= EXERCISE DESCRIPTION =
Extend the passage on the ravine advancing toward Volterra, picking up after its final sentence.

= TEXT TO READ =
^^^^^^^^

They Told Me In Volterra, That This
Frightful Region Had Once Been Productive And Under Cultivation, But That
After A Plague Which, Four Or Five Hundred Years Since, Had Depopulated
The Country, It Was Abandoned And Neglected, And The Rains Had Reduced It
To Its Present State.
In the midst of this desolate tract, which is, however, here and there
interspersed with fertile spots, rises the
Mountain on which Volterra is
situated, where the inhabitants breathe a pure and keen atmosphere, almost
perpetually cool, and only die of pleurisies and apoplexies; while below,
on the banks of the Cecina, which in full sigjit winds its way to the sea,
they die of fevers. One of the ravines of which I have spoken, - the
_balza_ they call it at Volterra - has ploughed a deep chasm on the north
side of this mountain, and is every year rapidly approaching the city on
its summit. I stood on its edge and looked down a bank of soft red earth
five hundred feet in height. A few rods in front of me I saw where a road
had crossed the spot in which the gulf now yawned; the tracks of the last
year's carriages were seen reaching to the edge on both sides. The ruins
of a convent were close at hand, the inmates of which, two or three years
since, had been removed by the government to the town for safety. These
will soon be undermined by the advancing chasm, together with a fine piece
of old Etruscan wall, once inclosing the city, built of enormous
uncemented parallelograms of stone, and looking as if it might be the work
of the giants who lived before the flood; a neighboring church will next
fall into the gulf, which finally, if means be not taken to prevent its
progress, will reach and sap the present walls of the city, swallowing up
what time has so long spared.

^^^^^^^^

= SUPPLIED DATA =
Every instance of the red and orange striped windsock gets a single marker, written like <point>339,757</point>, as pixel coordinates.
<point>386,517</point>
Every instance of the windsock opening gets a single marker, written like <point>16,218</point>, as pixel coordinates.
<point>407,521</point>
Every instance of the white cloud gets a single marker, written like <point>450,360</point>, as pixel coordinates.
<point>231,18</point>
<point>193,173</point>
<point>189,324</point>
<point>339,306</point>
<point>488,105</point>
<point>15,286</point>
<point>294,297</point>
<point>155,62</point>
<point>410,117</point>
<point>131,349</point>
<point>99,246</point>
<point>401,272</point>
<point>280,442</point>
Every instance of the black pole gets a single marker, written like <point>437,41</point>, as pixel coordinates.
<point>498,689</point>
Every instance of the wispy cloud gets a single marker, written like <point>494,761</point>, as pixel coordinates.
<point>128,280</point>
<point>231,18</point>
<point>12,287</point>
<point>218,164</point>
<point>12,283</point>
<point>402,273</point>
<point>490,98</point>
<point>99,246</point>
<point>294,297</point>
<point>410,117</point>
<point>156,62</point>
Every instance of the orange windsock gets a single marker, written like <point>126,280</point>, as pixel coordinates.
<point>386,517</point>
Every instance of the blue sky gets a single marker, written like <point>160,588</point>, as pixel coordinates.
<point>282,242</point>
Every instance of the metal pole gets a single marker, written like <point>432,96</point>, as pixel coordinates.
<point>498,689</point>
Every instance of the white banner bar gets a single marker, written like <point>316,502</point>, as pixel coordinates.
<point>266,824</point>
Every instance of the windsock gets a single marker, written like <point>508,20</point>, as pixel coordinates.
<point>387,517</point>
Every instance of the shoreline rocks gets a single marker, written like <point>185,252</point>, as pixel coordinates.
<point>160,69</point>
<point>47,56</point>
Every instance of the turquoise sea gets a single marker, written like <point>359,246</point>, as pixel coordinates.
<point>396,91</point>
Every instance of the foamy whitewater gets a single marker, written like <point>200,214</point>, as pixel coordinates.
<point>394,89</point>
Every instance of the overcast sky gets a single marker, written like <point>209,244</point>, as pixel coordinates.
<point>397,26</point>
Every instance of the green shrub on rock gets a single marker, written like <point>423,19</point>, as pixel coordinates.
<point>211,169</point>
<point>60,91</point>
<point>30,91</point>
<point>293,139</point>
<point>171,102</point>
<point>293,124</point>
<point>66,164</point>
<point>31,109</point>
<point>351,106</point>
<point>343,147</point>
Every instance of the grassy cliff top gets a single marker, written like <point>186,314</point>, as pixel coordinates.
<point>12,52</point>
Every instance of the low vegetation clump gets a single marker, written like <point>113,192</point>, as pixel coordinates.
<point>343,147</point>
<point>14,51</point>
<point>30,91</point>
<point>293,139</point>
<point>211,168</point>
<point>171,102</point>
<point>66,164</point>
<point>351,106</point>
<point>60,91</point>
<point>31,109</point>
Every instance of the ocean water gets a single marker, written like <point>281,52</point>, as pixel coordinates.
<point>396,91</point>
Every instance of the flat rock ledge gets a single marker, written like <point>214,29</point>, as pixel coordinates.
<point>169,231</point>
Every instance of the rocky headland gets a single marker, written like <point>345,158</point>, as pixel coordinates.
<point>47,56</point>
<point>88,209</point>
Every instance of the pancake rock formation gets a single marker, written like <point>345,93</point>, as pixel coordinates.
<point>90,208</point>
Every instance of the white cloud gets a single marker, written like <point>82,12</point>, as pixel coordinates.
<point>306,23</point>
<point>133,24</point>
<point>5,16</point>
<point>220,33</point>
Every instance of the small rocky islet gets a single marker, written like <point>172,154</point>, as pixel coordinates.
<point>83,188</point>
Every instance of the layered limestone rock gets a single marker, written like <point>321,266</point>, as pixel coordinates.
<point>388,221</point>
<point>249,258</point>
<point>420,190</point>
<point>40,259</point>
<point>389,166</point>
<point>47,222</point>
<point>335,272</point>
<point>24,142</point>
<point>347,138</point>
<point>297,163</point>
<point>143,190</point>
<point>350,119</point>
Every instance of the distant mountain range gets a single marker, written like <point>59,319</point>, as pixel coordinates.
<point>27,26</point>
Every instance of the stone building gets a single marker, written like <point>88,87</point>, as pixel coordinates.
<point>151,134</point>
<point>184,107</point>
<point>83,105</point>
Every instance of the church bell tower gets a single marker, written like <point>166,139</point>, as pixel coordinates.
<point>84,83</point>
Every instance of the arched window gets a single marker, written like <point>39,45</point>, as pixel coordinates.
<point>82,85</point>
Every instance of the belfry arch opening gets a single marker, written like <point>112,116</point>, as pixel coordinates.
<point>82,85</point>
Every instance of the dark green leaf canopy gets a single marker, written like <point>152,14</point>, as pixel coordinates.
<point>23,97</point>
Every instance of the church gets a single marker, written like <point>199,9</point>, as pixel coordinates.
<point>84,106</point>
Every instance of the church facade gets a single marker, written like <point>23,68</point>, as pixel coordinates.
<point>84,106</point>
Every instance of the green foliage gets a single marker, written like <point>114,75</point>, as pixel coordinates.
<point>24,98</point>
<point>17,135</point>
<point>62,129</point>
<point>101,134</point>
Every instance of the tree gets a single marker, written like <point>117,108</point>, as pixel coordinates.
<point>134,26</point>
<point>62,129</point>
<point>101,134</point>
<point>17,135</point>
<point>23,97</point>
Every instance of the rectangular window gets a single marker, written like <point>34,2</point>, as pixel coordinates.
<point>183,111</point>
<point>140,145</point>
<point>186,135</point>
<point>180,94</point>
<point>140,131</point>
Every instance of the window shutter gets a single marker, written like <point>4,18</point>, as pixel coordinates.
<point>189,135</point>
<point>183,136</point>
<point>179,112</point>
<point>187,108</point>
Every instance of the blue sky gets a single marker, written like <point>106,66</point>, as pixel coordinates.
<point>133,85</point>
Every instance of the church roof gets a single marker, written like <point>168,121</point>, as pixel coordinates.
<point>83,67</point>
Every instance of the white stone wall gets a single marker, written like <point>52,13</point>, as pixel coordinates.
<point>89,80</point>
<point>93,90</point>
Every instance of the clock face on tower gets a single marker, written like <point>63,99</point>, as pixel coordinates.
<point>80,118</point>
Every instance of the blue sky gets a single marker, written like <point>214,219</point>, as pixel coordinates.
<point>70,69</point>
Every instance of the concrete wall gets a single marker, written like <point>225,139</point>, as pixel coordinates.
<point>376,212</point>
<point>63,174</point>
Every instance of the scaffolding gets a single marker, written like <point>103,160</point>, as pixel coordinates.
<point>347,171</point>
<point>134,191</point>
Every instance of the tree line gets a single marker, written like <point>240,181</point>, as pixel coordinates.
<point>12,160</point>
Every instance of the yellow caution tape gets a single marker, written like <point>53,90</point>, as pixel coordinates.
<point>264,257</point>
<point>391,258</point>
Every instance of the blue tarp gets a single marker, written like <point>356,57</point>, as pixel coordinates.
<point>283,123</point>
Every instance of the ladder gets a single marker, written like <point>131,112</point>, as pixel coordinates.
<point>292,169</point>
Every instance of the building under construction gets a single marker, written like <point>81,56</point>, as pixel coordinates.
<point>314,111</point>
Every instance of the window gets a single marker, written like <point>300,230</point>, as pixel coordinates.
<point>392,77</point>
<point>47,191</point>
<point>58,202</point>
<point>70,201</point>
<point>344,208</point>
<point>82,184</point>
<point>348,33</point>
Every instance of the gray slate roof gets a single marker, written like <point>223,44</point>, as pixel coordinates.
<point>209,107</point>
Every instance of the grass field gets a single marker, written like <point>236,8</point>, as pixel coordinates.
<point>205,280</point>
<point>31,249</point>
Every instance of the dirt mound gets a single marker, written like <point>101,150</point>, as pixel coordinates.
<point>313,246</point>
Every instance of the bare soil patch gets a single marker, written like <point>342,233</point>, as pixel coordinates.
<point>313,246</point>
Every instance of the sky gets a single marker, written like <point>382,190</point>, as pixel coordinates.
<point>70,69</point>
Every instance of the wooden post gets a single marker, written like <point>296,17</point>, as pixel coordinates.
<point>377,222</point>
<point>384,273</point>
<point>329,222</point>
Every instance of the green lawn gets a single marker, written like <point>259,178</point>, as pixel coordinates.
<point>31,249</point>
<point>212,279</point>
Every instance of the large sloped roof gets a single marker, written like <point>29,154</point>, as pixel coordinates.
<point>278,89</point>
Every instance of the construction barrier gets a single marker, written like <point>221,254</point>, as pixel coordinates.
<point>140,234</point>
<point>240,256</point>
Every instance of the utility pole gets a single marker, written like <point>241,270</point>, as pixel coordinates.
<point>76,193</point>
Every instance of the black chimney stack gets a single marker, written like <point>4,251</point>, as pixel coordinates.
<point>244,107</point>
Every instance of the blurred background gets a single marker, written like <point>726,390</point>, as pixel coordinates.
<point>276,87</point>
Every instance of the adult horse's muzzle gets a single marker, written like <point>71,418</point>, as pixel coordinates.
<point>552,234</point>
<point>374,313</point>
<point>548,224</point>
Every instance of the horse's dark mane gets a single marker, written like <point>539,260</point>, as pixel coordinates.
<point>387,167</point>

^^^^^^^^

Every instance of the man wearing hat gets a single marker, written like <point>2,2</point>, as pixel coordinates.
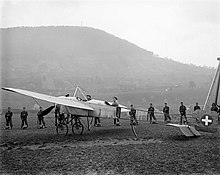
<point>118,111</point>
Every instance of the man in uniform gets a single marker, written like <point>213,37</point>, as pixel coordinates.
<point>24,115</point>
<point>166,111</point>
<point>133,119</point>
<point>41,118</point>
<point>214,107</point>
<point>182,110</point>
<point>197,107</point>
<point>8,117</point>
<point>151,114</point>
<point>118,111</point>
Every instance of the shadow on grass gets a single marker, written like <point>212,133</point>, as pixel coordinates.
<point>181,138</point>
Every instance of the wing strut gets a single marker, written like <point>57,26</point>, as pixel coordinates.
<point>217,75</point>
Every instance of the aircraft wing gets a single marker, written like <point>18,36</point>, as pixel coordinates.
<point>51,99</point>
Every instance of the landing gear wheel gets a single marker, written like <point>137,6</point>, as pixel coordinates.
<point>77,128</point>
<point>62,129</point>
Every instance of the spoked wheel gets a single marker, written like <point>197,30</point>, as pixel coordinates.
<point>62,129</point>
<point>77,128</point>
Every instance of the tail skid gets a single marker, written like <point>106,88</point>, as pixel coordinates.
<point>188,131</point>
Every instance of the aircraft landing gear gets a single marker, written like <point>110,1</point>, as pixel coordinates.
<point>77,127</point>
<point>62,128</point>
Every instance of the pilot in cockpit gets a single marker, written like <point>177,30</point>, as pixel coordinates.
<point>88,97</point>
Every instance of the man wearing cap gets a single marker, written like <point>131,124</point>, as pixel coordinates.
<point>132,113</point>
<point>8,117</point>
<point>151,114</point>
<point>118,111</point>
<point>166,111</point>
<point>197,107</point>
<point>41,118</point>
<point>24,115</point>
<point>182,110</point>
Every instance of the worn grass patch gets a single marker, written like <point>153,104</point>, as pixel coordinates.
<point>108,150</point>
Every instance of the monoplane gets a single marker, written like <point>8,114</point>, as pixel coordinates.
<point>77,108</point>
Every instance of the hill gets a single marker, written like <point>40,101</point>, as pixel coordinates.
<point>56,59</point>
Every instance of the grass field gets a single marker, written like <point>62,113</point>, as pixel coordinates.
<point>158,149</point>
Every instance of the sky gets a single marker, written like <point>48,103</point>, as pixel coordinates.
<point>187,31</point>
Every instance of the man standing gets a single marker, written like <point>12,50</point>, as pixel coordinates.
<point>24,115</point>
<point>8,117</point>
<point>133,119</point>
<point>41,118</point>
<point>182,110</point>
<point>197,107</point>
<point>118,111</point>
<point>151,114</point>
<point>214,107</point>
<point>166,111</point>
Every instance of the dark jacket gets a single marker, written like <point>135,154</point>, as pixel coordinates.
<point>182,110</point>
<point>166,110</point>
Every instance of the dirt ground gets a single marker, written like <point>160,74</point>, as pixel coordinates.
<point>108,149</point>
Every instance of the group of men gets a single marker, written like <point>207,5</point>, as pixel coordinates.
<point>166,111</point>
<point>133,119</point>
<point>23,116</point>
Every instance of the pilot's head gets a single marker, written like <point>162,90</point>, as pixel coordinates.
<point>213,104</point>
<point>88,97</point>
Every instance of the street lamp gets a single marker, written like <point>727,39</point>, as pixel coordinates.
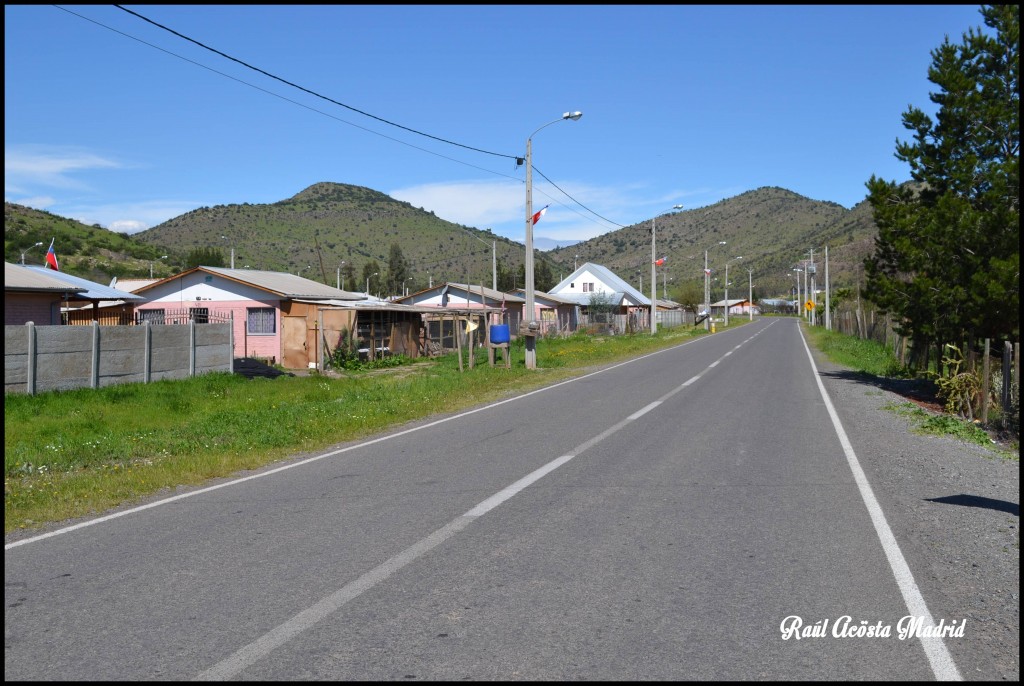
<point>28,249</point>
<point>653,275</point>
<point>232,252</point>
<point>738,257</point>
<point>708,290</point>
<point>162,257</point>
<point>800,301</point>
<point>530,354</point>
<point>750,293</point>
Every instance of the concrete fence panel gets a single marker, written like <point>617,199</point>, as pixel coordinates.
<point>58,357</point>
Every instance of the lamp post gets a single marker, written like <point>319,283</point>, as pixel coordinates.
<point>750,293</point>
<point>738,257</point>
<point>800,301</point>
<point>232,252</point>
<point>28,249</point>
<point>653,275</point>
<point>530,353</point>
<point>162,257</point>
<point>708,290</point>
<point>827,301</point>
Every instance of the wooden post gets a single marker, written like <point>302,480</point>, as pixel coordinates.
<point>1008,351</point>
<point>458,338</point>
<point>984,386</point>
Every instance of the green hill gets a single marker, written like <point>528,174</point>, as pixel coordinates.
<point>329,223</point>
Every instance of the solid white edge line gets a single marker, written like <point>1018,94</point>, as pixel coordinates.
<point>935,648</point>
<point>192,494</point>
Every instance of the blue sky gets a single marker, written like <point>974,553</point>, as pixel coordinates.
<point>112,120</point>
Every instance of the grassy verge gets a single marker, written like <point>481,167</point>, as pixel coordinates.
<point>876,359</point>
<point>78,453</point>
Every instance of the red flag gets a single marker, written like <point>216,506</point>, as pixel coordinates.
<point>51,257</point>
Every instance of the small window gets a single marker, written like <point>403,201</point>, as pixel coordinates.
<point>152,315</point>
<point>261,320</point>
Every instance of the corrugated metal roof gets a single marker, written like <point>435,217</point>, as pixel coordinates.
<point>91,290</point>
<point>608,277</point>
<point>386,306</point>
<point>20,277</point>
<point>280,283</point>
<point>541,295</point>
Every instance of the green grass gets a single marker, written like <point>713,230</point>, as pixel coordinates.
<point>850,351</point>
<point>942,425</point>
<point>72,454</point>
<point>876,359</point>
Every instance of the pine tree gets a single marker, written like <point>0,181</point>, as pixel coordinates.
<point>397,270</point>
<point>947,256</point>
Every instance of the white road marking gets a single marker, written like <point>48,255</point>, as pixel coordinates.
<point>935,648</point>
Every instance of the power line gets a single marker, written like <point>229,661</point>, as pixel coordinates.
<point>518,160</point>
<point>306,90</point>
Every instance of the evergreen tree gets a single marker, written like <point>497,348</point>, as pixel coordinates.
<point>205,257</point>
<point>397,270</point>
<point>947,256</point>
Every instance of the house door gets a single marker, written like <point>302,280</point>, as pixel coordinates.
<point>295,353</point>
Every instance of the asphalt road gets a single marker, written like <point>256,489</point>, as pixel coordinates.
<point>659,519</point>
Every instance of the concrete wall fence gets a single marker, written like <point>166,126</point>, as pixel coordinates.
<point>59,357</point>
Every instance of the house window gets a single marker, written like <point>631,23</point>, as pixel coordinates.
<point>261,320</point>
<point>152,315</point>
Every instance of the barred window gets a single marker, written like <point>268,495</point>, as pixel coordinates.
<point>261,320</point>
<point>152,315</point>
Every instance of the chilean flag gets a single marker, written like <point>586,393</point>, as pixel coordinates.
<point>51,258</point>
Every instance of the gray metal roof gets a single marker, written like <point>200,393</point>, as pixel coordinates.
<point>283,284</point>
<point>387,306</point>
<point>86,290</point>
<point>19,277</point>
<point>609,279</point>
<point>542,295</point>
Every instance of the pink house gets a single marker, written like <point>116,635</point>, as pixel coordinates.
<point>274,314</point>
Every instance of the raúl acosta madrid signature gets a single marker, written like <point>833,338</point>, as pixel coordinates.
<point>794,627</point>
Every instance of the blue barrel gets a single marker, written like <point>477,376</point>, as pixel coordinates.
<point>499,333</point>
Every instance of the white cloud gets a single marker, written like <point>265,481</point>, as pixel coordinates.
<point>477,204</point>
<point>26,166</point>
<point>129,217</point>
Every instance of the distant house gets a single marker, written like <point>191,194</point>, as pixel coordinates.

^^^^^^^^

= TASK RESPONSE =
"A few hundred crowns," said an inhabitant of Volterra to me, "would stop
all this mischief. A wall at the bottom of the chasm, and a heap of
branches of trees or other rubbish, to check the fall of the earth, are
all that would be necessary."
I asked why these means were not used.
"Because," he replied, "those to whom the charge of these matters belongs,
will not take the trouble. Somebody must devise a plan for the purpose,
and somebody must take upon himself the labor of seeing it executed. They
find it easier to put it off."
The antiquities of Volterra consist of an Etruscan burial-ground, in
which the tombs still remain, pieces of the old and incredibly massive
Etruscan wall, including a far larger circuit than the present city, two
Etruscan gates of immemorial antiquity, older doubtless than any thing at
Rome, built of enormous stones, one of them serving even yet as an
entrance to the town, and a multitude of cinerary vessels, mostly of
alabaster, sculptured with numerous figures in _alto relievo_. These
figures are sometimes allegorical representations, and sometimes embody
the fables of the Greek mythology.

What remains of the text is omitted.